Start of Material for this exercise

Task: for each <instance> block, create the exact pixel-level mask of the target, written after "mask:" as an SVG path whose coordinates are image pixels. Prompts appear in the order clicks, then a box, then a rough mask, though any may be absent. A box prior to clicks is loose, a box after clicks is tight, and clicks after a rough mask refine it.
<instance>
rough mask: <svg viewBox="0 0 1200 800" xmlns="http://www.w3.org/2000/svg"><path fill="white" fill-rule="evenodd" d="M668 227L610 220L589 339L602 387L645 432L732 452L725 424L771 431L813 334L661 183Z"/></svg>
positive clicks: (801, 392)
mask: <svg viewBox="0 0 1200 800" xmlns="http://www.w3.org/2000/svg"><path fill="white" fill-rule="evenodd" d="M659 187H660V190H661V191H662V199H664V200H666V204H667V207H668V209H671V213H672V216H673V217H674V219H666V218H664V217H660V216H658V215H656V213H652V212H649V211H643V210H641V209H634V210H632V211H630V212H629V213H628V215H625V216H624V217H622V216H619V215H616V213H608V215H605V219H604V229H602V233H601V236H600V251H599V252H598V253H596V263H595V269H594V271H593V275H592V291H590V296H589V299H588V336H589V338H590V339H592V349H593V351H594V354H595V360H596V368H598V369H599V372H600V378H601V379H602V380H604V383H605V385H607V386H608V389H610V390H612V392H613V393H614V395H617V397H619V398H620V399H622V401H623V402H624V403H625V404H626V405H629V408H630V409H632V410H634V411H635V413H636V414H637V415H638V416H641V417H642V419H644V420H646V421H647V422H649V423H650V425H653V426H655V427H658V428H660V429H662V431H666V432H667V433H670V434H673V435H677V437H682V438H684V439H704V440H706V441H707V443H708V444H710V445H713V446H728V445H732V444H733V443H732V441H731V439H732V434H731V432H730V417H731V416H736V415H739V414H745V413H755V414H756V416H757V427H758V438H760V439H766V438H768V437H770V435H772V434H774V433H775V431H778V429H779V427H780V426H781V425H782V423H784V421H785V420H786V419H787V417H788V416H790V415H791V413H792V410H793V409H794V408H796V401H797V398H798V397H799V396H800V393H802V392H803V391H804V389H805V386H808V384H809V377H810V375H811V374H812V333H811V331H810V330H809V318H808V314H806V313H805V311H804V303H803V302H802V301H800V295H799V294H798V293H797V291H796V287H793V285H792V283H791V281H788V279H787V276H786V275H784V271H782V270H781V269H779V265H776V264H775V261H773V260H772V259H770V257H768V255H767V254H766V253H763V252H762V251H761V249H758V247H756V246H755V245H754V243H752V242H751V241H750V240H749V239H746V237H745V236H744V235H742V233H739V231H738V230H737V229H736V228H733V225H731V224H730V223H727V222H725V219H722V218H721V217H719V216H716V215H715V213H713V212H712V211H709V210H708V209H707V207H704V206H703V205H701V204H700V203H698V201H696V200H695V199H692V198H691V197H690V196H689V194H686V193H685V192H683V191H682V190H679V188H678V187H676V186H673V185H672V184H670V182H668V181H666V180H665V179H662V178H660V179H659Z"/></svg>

End of Material for this exercise

What you have to do: Reproduce every one of the stored data entries above line for line, without changing a single character.

Result of the task:
Task: for each <instance> block, create the exact pixel-level mask of the target, written after "mask:" as an SVG path whose coordinates are image pixels. Prompts appear in the order clicks, then a box, then a rough mask, though any may be absent. A box prior to clicks is loose, a box after clicks is tight, and clicks after a rough mask refine it.
<instance>
rough mask: <svg viewBox="0 0 1200 800" xmlns="http://www.w3.org/2000/svg"><path fill="white" fill-rule="evenodd" d="M668 227L610 220L589 339L602 387L645 432L732 452L725 424L771 431L813 334L661 183Z"/></svg>
positive clicks: (801, 392)
mask: <svg viewBox="0 0 1200 800" xmlns="http://www.w3.org/2000/svg"><path fill="white" fill-rule="evenodd" d="M659 187H660V190H661V191H662V199H664V200H666V204H667V207H668V209H671V213H672V216H673V217H674V219H666V218H664V217H660V216H658V215H656V213H652V212H649V211H643V210H641V209H634V210H632V211H630V212H629V213H628V215H625V216H624V217H622V216H619V215H616V213H608V215H605V219H604V229H602V233H601V236H600V251H599V252H598V253H596V263H595V269H594V271H593V275H592V291H590V296H589V299H588V336H589V338H590V339H592V349H593V351H594V354H595V360H596V368H598V369H599V372H600V378H601V379H602V380H604V383H605V385H607V386H608V389H610V390H612V392H613V393H614V395H617V397H619V398H620V399H622V401H623V402H624V403H625V404H626V405H629V408H630V409H632V410H634V411H635V413H636V414H637V415H638V416H641V417H642V419H644V420H646V421H647V422H649V423H650V425H653V426H655V427H658V428H660V429H662V431H666V432H667V433H670V434H673V435H677V437H682V438H684V439H704V440H706V441H707V443H708V444H710V445H713V446H728V445H732V444H733V443H732V441H731V439H732V434H731V432H730V417H731V416H736V415H739V414H745V413H755V414H756V416H757V427H758V438H760V439H766V438H768V437H770V435H772V434H774V433H775V431H778V429H779V427H780V426H781V425H782V423H784V421H785V420H786V419H787V417H788V416H790V415H791V413H792V410H793V409H794V408H796V401H797V398H798V397H799V396H800V393H802V392H803V391H804V389H805V386H808V384H809V377H810V375H811V374H812V333H811V331H810V330H809V318H808V314H806V313H805V311H804V303H803V302H802V301H800V295H799V294H798V293H797V291H796V287H793V285H792V283H791V281H788V279H787V276H786V275H784V271H782V270H781V269H779V265H776V264H775V261H773V260H772V259H770V257H768V255H767V254H766V253H763V252H762V251H761V249H758V247H756V246H755V245H754V243H752V242H751V241H750V240H749V239H746V237H745V236H744V235H742V233H739V231H738V230H737V229H736V228H733V225H731V224H730V223H727V222H725V219H722V218H721V217H719V216H716V215H715V213H713V212H712V211H709V210H708V209H707V207H704V206H703V205H701V204H700V203H698V201H696V200H695V199H692V198H691V197H690V196H689V194H686V193H685V192H683V191H682V190H679V188H678V187H676V186H673V185H672V184H670V182H668V181H666V180H665V179H662V178H660V179H659Z"/></svg>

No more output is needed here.